┌──
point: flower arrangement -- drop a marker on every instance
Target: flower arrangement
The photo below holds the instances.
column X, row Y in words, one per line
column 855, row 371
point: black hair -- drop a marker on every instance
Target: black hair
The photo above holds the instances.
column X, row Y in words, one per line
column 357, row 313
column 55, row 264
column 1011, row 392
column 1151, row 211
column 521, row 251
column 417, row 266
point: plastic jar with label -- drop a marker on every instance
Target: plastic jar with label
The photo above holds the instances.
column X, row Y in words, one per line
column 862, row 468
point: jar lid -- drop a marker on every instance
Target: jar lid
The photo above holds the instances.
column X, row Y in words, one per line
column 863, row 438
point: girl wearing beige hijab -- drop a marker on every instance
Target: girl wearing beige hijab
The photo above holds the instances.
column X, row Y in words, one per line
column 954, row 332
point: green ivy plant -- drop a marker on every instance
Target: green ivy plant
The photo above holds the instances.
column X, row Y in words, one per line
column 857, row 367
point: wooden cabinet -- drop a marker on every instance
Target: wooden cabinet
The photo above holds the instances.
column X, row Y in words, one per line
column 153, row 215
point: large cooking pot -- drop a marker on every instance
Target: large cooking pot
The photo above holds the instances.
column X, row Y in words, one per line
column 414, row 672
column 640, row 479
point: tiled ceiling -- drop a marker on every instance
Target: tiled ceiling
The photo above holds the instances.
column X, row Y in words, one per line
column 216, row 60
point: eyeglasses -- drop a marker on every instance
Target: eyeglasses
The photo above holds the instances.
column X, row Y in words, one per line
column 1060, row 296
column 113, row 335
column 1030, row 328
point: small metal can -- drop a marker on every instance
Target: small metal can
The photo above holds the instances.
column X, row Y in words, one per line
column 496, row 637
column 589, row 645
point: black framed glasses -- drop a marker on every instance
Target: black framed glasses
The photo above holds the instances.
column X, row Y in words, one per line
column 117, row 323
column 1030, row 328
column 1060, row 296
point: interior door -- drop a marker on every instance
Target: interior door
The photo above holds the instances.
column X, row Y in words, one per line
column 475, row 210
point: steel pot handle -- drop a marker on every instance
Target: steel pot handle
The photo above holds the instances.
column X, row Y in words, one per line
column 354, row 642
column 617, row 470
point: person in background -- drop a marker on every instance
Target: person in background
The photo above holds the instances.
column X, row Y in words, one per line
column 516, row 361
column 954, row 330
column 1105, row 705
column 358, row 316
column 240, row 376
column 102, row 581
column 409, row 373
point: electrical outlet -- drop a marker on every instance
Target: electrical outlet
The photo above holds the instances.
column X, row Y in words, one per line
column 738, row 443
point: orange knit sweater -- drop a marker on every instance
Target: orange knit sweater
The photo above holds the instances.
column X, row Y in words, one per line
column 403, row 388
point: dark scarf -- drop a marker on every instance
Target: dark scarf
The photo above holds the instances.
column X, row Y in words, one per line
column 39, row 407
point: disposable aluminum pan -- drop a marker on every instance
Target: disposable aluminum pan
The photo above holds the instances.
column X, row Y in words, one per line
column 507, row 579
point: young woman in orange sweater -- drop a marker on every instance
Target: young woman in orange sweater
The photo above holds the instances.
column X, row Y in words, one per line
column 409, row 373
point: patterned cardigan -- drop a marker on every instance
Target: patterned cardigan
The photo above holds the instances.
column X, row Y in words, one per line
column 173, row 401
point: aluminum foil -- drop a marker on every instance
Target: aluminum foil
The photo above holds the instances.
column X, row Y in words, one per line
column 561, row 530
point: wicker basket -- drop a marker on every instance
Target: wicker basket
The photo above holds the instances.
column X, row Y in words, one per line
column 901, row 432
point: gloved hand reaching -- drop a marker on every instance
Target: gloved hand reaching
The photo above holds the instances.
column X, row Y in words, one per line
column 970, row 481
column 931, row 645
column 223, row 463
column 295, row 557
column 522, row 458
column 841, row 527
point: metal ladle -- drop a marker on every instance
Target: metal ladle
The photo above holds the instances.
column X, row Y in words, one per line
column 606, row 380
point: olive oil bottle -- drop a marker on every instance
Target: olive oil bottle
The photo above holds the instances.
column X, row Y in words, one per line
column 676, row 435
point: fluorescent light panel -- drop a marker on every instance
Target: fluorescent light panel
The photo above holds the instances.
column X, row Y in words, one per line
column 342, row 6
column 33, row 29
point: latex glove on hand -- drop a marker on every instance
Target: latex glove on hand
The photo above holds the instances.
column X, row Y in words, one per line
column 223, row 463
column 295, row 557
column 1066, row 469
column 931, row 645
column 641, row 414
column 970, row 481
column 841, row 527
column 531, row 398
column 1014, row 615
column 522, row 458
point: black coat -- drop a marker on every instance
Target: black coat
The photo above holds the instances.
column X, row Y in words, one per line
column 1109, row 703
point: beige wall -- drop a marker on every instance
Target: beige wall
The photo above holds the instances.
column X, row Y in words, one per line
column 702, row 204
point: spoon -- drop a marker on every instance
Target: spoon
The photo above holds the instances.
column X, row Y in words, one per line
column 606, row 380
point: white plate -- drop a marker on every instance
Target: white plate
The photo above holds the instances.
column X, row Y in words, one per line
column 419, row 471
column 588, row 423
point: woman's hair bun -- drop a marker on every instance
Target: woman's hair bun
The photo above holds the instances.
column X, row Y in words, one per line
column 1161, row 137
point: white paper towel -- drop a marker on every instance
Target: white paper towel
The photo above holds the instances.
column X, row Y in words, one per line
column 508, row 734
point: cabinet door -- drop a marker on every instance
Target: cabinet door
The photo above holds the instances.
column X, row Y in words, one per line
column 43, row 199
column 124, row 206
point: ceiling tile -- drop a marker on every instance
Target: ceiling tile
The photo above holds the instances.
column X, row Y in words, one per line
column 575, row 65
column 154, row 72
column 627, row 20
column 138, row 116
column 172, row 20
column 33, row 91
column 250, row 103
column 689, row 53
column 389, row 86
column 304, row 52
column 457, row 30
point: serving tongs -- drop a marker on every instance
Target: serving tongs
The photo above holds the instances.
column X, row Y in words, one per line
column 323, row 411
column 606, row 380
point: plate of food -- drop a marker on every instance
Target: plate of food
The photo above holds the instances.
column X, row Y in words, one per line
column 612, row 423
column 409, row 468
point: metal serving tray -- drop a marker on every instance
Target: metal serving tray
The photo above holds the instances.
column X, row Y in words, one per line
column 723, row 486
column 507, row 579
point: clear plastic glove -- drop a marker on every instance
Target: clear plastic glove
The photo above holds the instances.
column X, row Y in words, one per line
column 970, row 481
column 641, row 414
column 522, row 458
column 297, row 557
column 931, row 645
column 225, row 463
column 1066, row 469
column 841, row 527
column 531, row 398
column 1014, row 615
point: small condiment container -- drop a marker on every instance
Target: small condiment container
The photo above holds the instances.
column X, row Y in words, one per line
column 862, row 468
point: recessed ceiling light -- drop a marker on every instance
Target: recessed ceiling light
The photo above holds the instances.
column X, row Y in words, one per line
└──
▸ 与えられた課題
上の行をすべて、一文字も変えずにそのまま書き写してください。

▸ 課題への回答
point: flower arrangement -- drop a marker on every instance
Target: flower arrangement
The photo below holds the instances.
column X, row Y in words, one per line
column 855, row 371
point: black hair -- drop a marker on every instance
Target: black hair
The photo above holds the instances.
column X, row Y in words, one per line
column 357, row 313
column 55, row 264
column 1011, row 392
column 1151, row 211
column 521, row 251
column 417, row 266
point: plastic jar with label -- drop a marker on every instance
Target: plastic jar with label
The photo above holds the instances.
column X, row Y in words, one per line
column 862, row 468
point: jar lid -- drop a marker on every instance
Target: jar lid
The photo above holds the instances.
column X, row Y in words, one per line
column 863, row 438
point: girl wearing beige hijab -- drop a marker on every instance
Target: girl wearing beige hijab
The photo above holds the instances.
column X, row Y in words, one per line
column 954, row 332
point: green ivy plant -- drop a marker on every instance
Target: green ivy plant
The photo above holds the instances.
column X, row Y in words, one per line
column 857, row 367
point: wooden cabinet -- drop a marker on every instance
Target: wooden cabinet
The photo above holds the instances.
column X, row Y in words, one per line
column 153, row 215
point: large cooking pot -- drop a marker on every instance
Target: large cooking pot
The photo above holds the instances.
column X, row Y in words, one per line
column 414, row 672
column 640, row 479
point: tiled ceiling -- drop a marker on every instance
Target: tiled ceiling
The photo above holds the instances.
column X, row Y in words, one per line
column 216, row 60
point: eyeglasses -- drop a marker on every instance
Target: eyeglasses
The photo above holds the instances.
column X, row Y in words, one per line
column 1060, row 296
column 113, row 335
column 1030, row 328
point: small metal can -- drop a marker on every instance
Target: small metal can
The photo above holds the instances.
column X, row Y in words, one per line
column 496, row 637
column 589, row 645
point: black framed glasses -- drop a marker on every instance
Target: black framed glasses
The photo above holds the instances.
column X, row Y in words, one per line
column 117, row 323
column 1030, row 328
column 1060, row 296
point: interior door -- drop a marker on every instance
Target: interior door
The photo above holds the instances.
column X, row Y in words, one per line
column 475, row 210
point: steel pot handle -- drop a marker on every instance
Target: steel pot handle
The photo above holds the instances.
column X, row Y in words, one per line
column 354, row 642
column 617, row 470
point: person in background -- drop a marker on every instance
Target: person in background
The photo above holds the instances.
column X, row Y in words, one per line
column 516, row 361
column 954, row 330
column 1105, row 705
column 358, row 316
column 240, row 376
column 102, row 581
column 409, row 373
point: electrical outlet -- drop a marker on every instance
Target: electrical outlet
The photo above holds the instances.
column X, row Y in words, one per line
column 738, row 443
point: orange knit sweater -- drop a marker on every instance
Target: orange knit sweater
The photo above holds the instances.
column X, row Y in words, one per line
column 403, row 388
point: dark scarf -- drop a marker on every instance
Target: dark scarf
The photo above holds the instances.
column X, row Y in words, one per line
column 39, row 407
point: disposable aluminum pan -- drop a marker on every instance
Target: disposable aluminum pan
The photo above holds the instances.
column X, row Y in words, one per line
column 507, row 579
point: young woman in orange sweater -- drop a marker on every instance
Target: young woman in orange sweater
The photo above holds the instances.
column X, row Y in words, one per line
column 409, row 373
point: patterned cardigan -- drop a marker on every instance
Target: patterned cardigan
The photo above holds the instances.
column X, row Y in words, one per line
column 173, row 401
point: aluminum foil -- drop a marker on every instance
Target: aluminum foil
The photo above holds the instances.
column X, row Y in words, one per line
column 561, row 530
point: wicker basket -- drop a marker on every instance
Target: wicker basket
The photo above holds the instances.
column X, row Y in words, one per line
column 901, row 432
point: gloved hand reaching -- drop a marker on every instance
Target: gloved hand reaching
The photo above holds the instances.
column X, row Y in words, one per line
column 970, row 481
column 931, row 645
column 223, row 463
column 295, row 557
column 522, row 458
column 841, row 527
point: metal ladle -- drop a marker on every instance
Target: metal ladle
The photo above holds the instances.
column X, row Y in words, one per line
column 606, row 380
point: olive oil bottle -- drop a marker on every instance
Target: olive oil bottle
The photo above holds the instances.
column X, row Y in words, one per line
column 676, row 435
point: fluorescent light panel -- drop a marker on every instance
Target: fluorescent light panel
The photo above holds the instances.
column X, row Y in words, one per line
column 342, row 6
column 33, row 29
point: latex glove on hand -- drop a marker on every instance
Target: latex glove on hand
The photo above holds the instances.
column X, row Y in words, one per line
column 223, row 463
column 295, row 557
column 1066, row 469
column 931, row 645
column 641, row 414
column 970, row 481
column 841, row 527
column 531, row 398
column 1014, row 615
column 522, row 458
point: black coat -- drop a marker on every instance
Target: black coat
The photo above holds the instances.
column X, row Y in words, one per line
column 1109, row 703
point: beige wall -- drop a marker on every instance
Target: beige wall
The photo above holds the instances.
column X, row Y in words, one per line
column 702, row 204
point: spoon -- drop a marker on every instance
Target: spoon
The photo above holds the instances.
column X, row Y in words, one per line
column 606, row 380
point: white plate -- drop a marker on every instance
Target: white plate
The photo above holds the instances.
column X, row Y in words, one per line
column 419, row 471
column 588, row 423
point: woman's hair bun -- drop a marker on every instance
Target: woman's hair bun
The photo above holds the instances.
column X, row Y in words, one per line
column 1161, row 137
point: white paper towel -- drop a marker on every instance
Target: white paper towel
The photo above holds the instances.
column X, row Y in words, one per line
column 508, row 734
point: cabinet door -- drop a marker on every instance
Target: cabinet door
The photo above holds the instances.
column X, row Y in words, one per line
column 43, row 199
column 124, row 206
point: ceiling tile -- drop a marker on every instance
Target: ceiling tile
The photo above holds the instances.
column X, row Y in words, one per line
column 575, row 65
column 154, row 72
column 627, row 20
column 138, row 116
column 172, row 20
column 33, row 91
column 250, row 103
column 689, row 53
column 389, row 86
column 304, row 52
column 457, row 30
point: serving tongs -- drop a marker on every instance
Target: serving tongs
The photo above holds the instances.
column X, row Y in words, one per line
column 323, row 411
column 606, row 380
point: plate of food -- drop a marker on every instance
Target: plate of food
The photo above holds the instances.
column X, row Y in words, one per line
column 612, row 423
column 409, row 468
point: metal serving tray -- drop a marker on every instance
Target: metal serving tray
The photo above holds the instances.
column X, row Y in words, one per line
column 723, row 486
column 507, row 579
point: clear plastic glove -- drop a marker on every instance
Target: clear plastic glove
The photo above holds the instances.
column X, row Y in words, one per line
column 970, row 481
column 641, row 414
column 522, row 458
column 297, row 557
column 931, row 645
column 225, row 463
column 1066, row 469
column 841, row 527
column 531, row 398
column 1014, row 615
point: small condiment container -- drop a marker on every instance
Target: small condiment container
The photo above holds the instances.
column X, row Y in words, one per line
column 862, row 468
point: recessed ceiling light -- drop a marker on every instance
Target: recessed ceiling light
The photo above holds the instances.
column X, row Y in words, one per line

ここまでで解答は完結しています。